==== Provided data

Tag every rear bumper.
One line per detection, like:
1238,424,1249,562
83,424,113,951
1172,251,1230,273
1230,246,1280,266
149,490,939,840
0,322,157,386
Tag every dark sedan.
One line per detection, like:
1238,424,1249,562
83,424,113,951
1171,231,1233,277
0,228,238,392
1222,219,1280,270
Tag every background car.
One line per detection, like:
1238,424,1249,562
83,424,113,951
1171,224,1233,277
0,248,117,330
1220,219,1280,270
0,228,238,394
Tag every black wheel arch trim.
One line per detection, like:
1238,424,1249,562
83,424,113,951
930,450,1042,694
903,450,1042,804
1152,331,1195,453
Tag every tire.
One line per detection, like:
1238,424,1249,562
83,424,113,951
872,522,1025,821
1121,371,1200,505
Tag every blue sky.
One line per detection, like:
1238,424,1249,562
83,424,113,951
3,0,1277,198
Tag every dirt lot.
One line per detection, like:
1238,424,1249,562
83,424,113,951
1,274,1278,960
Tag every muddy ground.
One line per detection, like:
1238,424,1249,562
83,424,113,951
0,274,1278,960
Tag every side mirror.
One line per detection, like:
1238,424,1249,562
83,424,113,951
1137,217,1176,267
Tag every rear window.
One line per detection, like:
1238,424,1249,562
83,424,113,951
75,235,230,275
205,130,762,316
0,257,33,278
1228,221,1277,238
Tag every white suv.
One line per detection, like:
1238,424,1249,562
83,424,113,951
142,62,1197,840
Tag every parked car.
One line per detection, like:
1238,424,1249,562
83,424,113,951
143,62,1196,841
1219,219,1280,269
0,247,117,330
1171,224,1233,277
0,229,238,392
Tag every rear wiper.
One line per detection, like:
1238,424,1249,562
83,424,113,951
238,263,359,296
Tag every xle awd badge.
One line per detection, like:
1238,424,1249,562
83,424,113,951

========

# Problem to work on
Restate each entry exactly, skipping none.

# Solution to the problem
Tag every rear bumper.
One line per detection, like:
1238,424,1249,562
83,424,113,951
1172,251,1230,273
1230,246,1280,266
149,490,939,840
0,322,157,386
Tag every dark sedan.
One line per detection, like:
1238,424,1249,562
83,424,113,951
1171,231,1233,277
0,228,238,392
1222,219,1280,270
Tag every background car.
One line per detection, like:
1238,424,1249,562
83,424,113,951
1171,224,1233,277
0,248,117,330
1220,219,1280,270
0,228,238,394
Tag every black wheel arch trim.
One line per detection, like:
1238,424,1249,562
83,424,113,951
930,450,1042,694
903,450,1042,804
1152,331,1195,453
Tag every tire.
One line per detection, like:
1238,424,1249,562
83,424,113,951
872,522,1025,821
1121,371,1200,505
Tag every blue sky.
One line per detection, like:
1238,424,1249,562
83,424,113,951
3,0,1277,198
Tag every dirt lot.
One line per detection, like:
1238,424,1249,562
83,424,113,951
1,274,1278,960
Tag every muddy ground.
One line per detection, like:
1238,424,1249,562
83,424,113,951
0,274,1278,960
Tag every side mirror.
One line per detection, like:
1238,424,1249,562
83,424,113,951
1137,217,1176,267
Tag every rear window.
One line per detection, like:
1238,424,1249,562
83,424,113,951
75,235,230,275
205,130,762,316
0,257,33,278
1228,221,1277,238
Tag every white suv.
One line per detection, like:
1238,424,1249,562
83,424,113,951
142,62,1197,840
Tag every parked car.
One line per detection, like:
1238,424,1249,562
83,424,113,951
143,62,1196,841
1219,219,1280,269
0,247,117,330
1171,224,1233,277
0,229,238,392
Tag every rear wiper.
One line per detection, like:
1238,424,1249,562
83,424,113,951
238,263,359,296
Tag every xle awd badge.
One line per detection, like:
1238,424,1249,562
83,424,113,951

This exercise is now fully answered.